Required work.
Output the material below in full, exactly as it is.

(Dataset rows on where objects appear)
-- BEGIN --

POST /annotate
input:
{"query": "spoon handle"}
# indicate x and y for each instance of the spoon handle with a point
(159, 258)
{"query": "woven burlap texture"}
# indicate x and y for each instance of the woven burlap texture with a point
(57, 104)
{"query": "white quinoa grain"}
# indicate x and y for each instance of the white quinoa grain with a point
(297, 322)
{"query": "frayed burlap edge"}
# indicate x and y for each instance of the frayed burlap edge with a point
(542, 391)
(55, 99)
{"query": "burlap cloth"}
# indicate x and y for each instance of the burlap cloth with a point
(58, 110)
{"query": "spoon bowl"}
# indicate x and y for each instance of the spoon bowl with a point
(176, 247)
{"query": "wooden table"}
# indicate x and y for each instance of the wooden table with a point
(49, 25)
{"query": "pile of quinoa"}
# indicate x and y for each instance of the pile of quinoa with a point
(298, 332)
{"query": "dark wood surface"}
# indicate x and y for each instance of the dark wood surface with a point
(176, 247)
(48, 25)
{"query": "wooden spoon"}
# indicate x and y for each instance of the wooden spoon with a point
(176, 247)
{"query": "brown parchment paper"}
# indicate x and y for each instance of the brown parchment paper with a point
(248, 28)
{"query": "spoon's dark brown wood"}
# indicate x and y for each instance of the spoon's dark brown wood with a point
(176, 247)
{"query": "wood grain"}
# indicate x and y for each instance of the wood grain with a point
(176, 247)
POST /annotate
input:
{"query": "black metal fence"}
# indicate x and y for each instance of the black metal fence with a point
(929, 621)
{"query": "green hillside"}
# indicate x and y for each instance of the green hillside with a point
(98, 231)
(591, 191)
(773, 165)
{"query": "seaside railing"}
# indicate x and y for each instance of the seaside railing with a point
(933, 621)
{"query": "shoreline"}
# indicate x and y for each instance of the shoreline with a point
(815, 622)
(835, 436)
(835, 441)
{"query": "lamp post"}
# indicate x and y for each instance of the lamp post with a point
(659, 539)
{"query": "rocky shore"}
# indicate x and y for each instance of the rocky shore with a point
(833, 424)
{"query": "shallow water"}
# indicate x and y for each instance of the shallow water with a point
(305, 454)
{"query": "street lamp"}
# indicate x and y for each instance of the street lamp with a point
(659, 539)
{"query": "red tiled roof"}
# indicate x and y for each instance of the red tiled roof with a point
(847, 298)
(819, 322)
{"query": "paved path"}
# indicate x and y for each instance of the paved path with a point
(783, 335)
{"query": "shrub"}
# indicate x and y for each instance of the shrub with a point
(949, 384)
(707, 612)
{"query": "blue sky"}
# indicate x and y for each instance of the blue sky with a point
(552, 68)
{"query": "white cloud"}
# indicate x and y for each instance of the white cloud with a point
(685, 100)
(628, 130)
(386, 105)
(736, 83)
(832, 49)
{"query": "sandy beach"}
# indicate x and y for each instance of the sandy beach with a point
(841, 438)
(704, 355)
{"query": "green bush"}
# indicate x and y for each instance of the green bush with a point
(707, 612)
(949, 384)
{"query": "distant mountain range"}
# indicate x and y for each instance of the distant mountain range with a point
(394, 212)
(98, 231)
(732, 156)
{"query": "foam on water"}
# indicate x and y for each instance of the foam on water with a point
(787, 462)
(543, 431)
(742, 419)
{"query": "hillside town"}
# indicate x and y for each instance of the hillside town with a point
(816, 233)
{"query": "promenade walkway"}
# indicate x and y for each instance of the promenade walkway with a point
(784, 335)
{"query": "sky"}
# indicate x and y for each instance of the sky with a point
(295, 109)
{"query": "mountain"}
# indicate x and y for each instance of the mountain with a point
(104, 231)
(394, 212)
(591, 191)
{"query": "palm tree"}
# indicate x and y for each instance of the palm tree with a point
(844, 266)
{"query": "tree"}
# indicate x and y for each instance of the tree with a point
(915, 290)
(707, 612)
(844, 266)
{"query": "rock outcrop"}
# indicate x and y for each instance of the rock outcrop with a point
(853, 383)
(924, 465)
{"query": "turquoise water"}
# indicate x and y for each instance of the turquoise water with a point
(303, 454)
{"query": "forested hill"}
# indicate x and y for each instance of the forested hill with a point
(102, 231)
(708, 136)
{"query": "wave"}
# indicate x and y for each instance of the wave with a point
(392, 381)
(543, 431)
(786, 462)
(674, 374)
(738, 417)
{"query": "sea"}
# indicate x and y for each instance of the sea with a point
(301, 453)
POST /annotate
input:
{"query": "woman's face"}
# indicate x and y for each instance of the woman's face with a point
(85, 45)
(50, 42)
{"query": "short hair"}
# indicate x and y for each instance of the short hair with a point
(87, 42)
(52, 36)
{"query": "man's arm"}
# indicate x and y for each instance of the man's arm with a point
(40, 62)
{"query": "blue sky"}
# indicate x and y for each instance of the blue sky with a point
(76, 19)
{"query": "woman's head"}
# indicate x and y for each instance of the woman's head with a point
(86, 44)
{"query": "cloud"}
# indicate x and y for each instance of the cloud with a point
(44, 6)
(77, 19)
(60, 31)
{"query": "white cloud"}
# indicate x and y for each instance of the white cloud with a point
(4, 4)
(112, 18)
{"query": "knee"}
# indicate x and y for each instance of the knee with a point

-- END --

The completed task.
POST /annotate
input:
{"query": "spoon handle"}
# indicate x and y for each instance of the spoon handle with a point
(159, 258)
{"query": "woven burlap texture"}
# indicate x and y for each instance of the woven burlap texture with a point
(57, 104)
{"query": "white quinoa grain"}
# indicate x and y for each instance of the white quinoa grain with a point
(297, 322)
{"query": "frayed burlap edge"}
# indicate x and y for each instance of the frayed burlap edge with a point
(542, 391)
(55, 99)
{"query": "burlap cloth"}
# indicate x and y for each instance of the burlap cloth with a point
(58, 110)
{"query": "spoon bowl"}
# indicate x and y for each instance of the spoon bowl with a point
(176, 247)
{"query": "wooden table"}
# indicate x and y for each instance of the wooden table with a point
(49, 25)
{"query": "pile of quinoa"}
# indicate x and y for each instance of the pile of quinoa with a point
(298, 332)
{"query": "dark wood surface"}
# indicate x and y for each instance of the dark wood surface with a point
(176, 247)
(48, 25)
{"query": "wooden spoon"}
# indicate x and y for each instance of the wooden spoon with a point
(176, 247)
{"query": "brown parchment paper"}
# indicate x and y for each instance of the brown parchment paper with a point
(248, 28)
{"query": "spoon's dark brown wood"}
# indicate x and y for each instance of the spoon's dark brown wood with a point
(176, 247)
{"query": "wood grain"}
# indicate x and y for each instance of the wood grain with a point
(176, 247)
POST /annotate
input:
{"query": "black metal fence"}
# indicate x and y for each instance of the black metal fence with a point
(929, 621)
{"query": "green hillside"}
# indicate x and y for each instance of the green hillside with a point
(98, 231)
(591, 191)
(773, 165)
{"query": "seaside railing"}
# indicate x and y for each instance of the seaside railing with a point
(933, 621)
{"query": "shoreline"}
# indicate x and y for each instance of the shoreline with a point
(815, 622)
(835, 436)
(835, 441)
{"query": "lamp post"}
# indicate x and y for each instance of the lamp post with a point
(659, 539)
{"query": "rocky shore"}
# indicate x and y for each instance of the rocky shore with a point
(833, 424)
{"query": "shallow water"}
# indicate x and y for each instance of the shallow water with a point
(305, 454)
{"query": "street lamp"}
# indicate x and y for each instance of the street lamp with a point
(659, 539)
{"query": "red tiled roof"}
# indicate x and y for each instance of the red tiled roof with a point
(847, 298)
(819, 322)
{"query": "paved path"}
# indicate x and y for each instance of the paved path with a point
(783, 335)
{"query": "shrub"}
# indicate x and y for each instance of the shrub with a point
(949, 384)
(707, 612)
{"query": "blue sky"}
# indicate x and y for each instance of the blue sky with a point
(552, 68)
{"query": "white cloud"}
# indicate x and y for each instance of the white cloud with a point
(685, 100)
(628, 130)
(386, 105)
(736, 83)
(832, 49)
{"query": "sandy beach"}
# indicate x and y for each instance of the sandy beach with a point
(841, 438)
(704, 355)
{"query": "green bush"}
# indicate x and y for each instance of the green bush with a point
(707, 612)
(949, 384)
{"query": "distant mountain range"}
# indicate x and y for each instance of the distant mountain range with a point
(394, 212)
(98, 231)
(732, 156)
{"query": "foam on water"}
# indicate x and y for each instance of the foam on water with a point
(787, 462)
(543, 431)
(742, 419)
{"query": "hillside town"}
# indicate x and y for each instance of the hillside town with a point
(816, 233)
{"query": "promenade walkway"}
# indicate x and y for each instance of the promenade walkway with a point
(784, 335)
{"query": "sky"}
# indicate x and y for each instance of the sky with a point
(295, 109)
{"query": "mountain"}
# indicate x and y for each instance of the mountain with a point
(104, 231)
(394, 212)
(591, 191)
{"query": "palm tree"}
# indicate x and y for each instance of the palm tree with a point
(844, 266)
{"query": "tree"}
# indicate x and y for each instance of the tree with a point
(915, 290)
(707, 612)
(844, 266)
{"query": "rock outcrop"}
# indicate x and y for each instance of the rock outcrop with a point
(853, 383)
(924, 465)
{"query": "turquoise water"}
# indicate x and y for each instance of the turquoise water with a point
(303, 454)
{"query": "forested hill"}
# indicate x and y for each instance of the forested hill with a point
(102, 231)
(708, 136)
{"query": "wave"}
# indicate x and y for each instance of the wave with a point
(392, 381)
(543, 431)
(786, 462)
(674, 374)
(738, 417)
{"query": "sea"}
# indicate x and y for each instance of the sea with a point
(301, 453)
POST /annotate
input:
{"query": "woman's face"}
# indicate x and y for each instance of the woman's face with a point
(85, 45)
(50, 42)
{"query": "short hair"}
# indicate x and y for each instance of the short hair with a point
(87, 42)
(52, 36)
{"query": "man's arm"}
# indicate x and y for each instance of the man's arm with a point
(40, 62)
{"query": "blue sky"}
# indicate x and y for each instance of the blue sky with a point
(76, 19)
{"query": "woman's head"}
# indicate x and y for each instance of the woman's head with a point
(86, 44)
{"query": "cloud"}
# indicate x and y for each instance of the cloud with a point
(44, 6)
(77, 19)
(60, 31)
{"query": "white cloud"}
# indicate x and y for each instance of the white cloud with a point
(4, 4)
(112, 18)
{"query": "knee"}
# indicate x and y for each instance of the knee with a point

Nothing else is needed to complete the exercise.